- The task -
Read the lines below, and copy any that contain the string "Place".

---

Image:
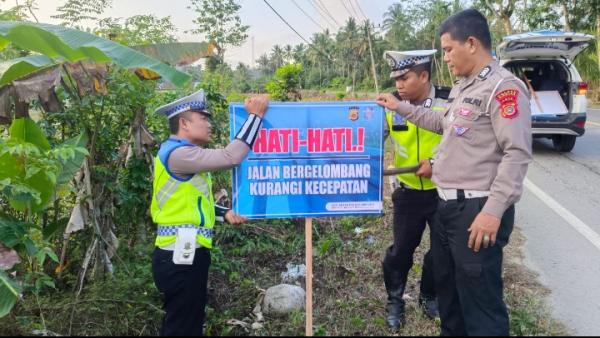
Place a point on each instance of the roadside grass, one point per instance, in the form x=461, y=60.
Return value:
x=349, y=294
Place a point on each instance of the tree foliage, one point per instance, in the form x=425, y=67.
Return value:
x=220, y=23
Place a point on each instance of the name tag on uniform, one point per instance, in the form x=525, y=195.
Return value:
x=185, y=246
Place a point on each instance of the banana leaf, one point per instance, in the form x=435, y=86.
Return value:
x=61, y=44
x=177, y=53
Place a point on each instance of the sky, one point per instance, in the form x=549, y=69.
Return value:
x=266, y=28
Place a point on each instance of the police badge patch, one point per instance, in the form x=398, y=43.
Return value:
x=484, y=72
x=508, y=103
x=391, y=61
x=460, y=130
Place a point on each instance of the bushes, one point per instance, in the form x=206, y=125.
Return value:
x=286, y=83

---

- Written solution -
Place a point on each instance of the roadside grass, one point per instance, in the form x=461, y=60.
Place a point on each instance of the tree foliage, one point per instance, in the form x=425, y=67.
Place a point on each instance of the name tag on uniform, one point per instance, in the form x=525, y=195.
Place a point on each instance of the banana leaf, one point per instance, in the form x=435, y=86.
Place a point on each instance of the sky, one point per instance, in the form x=549, y=69.
Place a point on each instance of the police badge patch, one point per instance, in the form x=398, y=43.
Place a point on each instance of the bushes, one point per instance, in the form x=206, y=125.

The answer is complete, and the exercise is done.